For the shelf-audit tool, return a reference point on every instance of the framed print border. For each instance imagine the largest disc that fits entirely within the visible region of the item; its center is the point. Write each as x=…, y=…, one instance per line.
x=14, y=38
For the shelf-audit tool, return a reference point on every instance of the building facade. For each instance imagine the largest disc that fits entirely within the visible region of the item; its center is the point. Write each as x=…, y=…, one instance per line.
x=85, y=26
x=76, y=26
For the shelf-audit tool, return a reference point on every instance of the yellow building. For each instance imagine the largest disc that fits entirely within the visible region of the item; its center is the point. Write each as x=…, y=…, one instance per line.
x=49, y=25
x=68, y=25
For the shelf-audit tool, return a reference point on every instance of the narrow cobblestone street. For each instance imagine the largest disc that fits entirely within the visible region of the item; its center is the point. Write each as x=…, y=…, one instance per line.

(TASK INSTRUCTIONS) Your answer should be an exact copy of the lines from the one with "of the yellow" through the end of the material, with no other lines.

(SOLUTION TO THE PROBLEM)
For the shelf-audit tool, return a reference point on every instance of the yellow building. For each instance imagine the largest disc that fits entirely within the visible region of the item; its center is the point. Write each as x=…, y=…, one instance per line.
x=49, y=25
x=68, y=25
For the shelf-audit tool, return a reference point on every instance of the narrow cobblestone street. For each instance imagine the largest disc that fits entirely within the visible region of the item; its center is the point. Write each as x=…, y=…, one instance per line.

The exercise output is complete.